■ **REQUEST A**: Reproduce the part of the post on reactionaries starting at "Reactionary views are" and ending at "status quo ante.".
***** TEXT SHOWN *****
Saturday, 29 April 2023

What happened to reactionaries?

Janan Ganesh, self-described citizen of nowhere, had a piece in the FT recently asking: what happened to all the reactionaries? You can find it here or (subject to paywall) here

I would not describe myself as a reactionary but I like to think that I have enough insight into the mind of one to venture a speculative explanation for the apparent disappearance of the species. Read on to discover not only my explanation for the disapperance of the old ones, but also my prediction of the emergence of new ones.

As we all know, a reactionary is someone who wants to return to the past. As Evelyn Waugh, one of Ganesh’s reactionaries, put it, the problem with the Conservative Party is that it has never managed to turn the clock back by one second. 

Reactionary views are often portrayed as an unreasoning impulse or mindset. But we should always credit people with reasons rather than reflexes if we can, and my theory is that there is much more to it than that. I suggest that a reactionary is not merely someone with an unreasoning objection to the present (or the future), but rather someone who has reasons for wanting to turn the clock back to a known past state of affairs.

The Wikipedia page on the subject tells us that the word “reactionary” comes from the French “réactionnaire”, a term coined during their Revolution, and it then takes us through various French groups in the 18th and 19th centuries who wished to return to a status quo ante. 

That’s a good example of my point: there were many people, at many times during the upheavals of French politics in those days, who knew the ways of the ancien régime (or at least an ancien régime) and who also knew the ways of the new order, and who preferred the former to the latter. You may or may not agree with them, but they were not unthinking or acting on reflex: they had their reasons.
***** DATA EXTRACT *****
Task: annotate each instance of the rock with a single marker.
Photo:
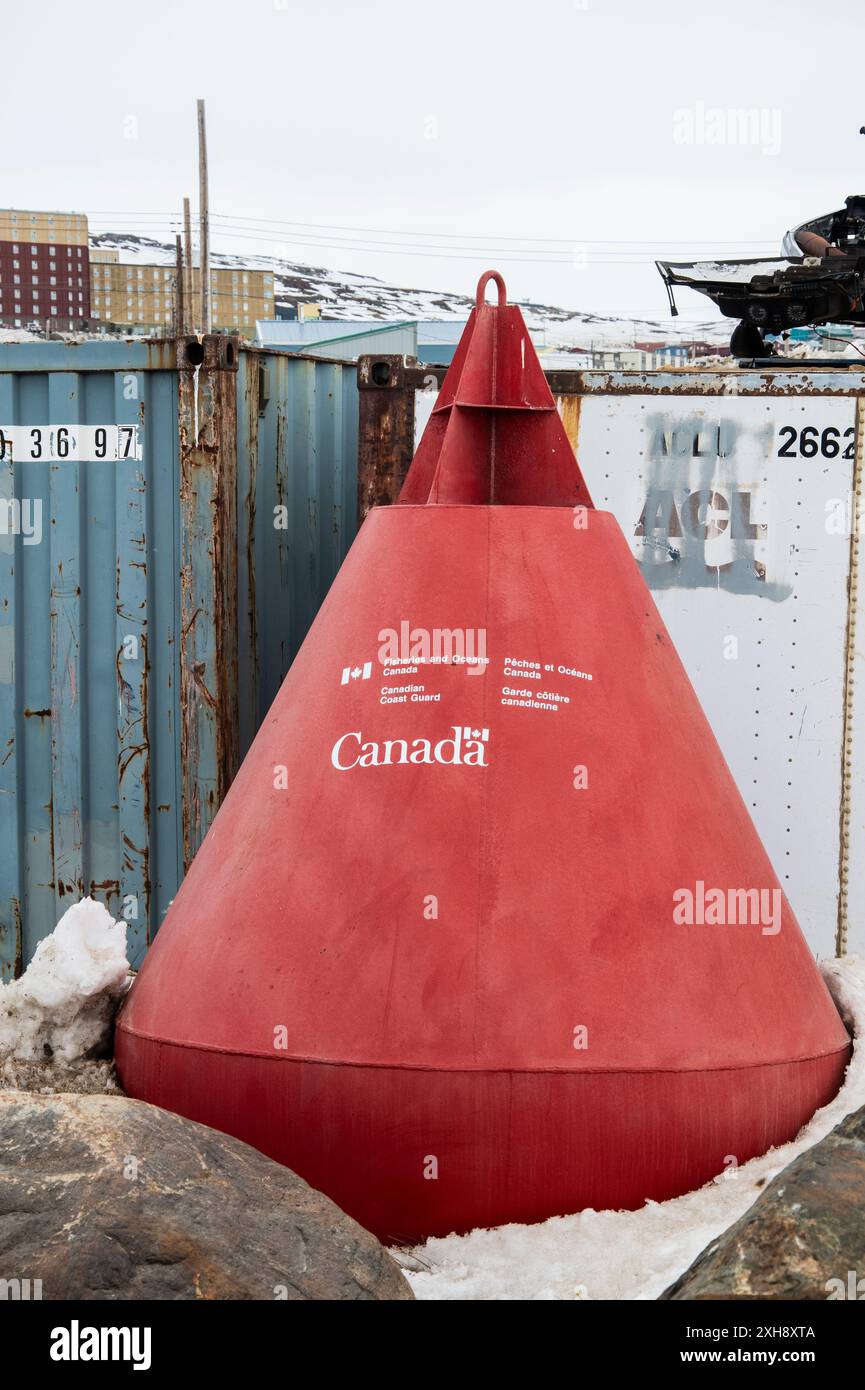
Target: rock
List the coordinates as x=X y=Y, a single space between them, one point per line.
x=801 y=1239
x=104 y=1197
*****
■ **REQUEST B**: Scale the x and y coordinates in the answers of all the entries by 2.35, rounding to whole numbers with halves going up. Write out every line of the entries again, requests included, but leave out the pictures.

■ **WRITTEN SOLUTION A**:
Reactionary views are often portrayed as an unreasoning impulse or mindset. But we should always credit people with reasons rather than reflexes if we can, and my theory is that there is much more to it than that. I suggest that a reactionary is not merely someone with an unreasoning objection to the present (or the future), but rather someone who has reasons for wanting to turn the clock back to a known past state of affairs.

The Wikipedia page on the subject tells us that the word “reactionary” comes from the French “réactionnaire”, a term coined during their Revolution, and it then takes us through various French groups in the 18th and 19th centuries who wished to return to a status quo ante.

■ **WRITTEN SOLUTION B**:
Task: annotate each instance of the rock with a single marker.
Photo:
Target: rock
List the coordinates as x=X y=Y, a single space between them, one point per line.
x=1882 y=2912
x=244 y=2813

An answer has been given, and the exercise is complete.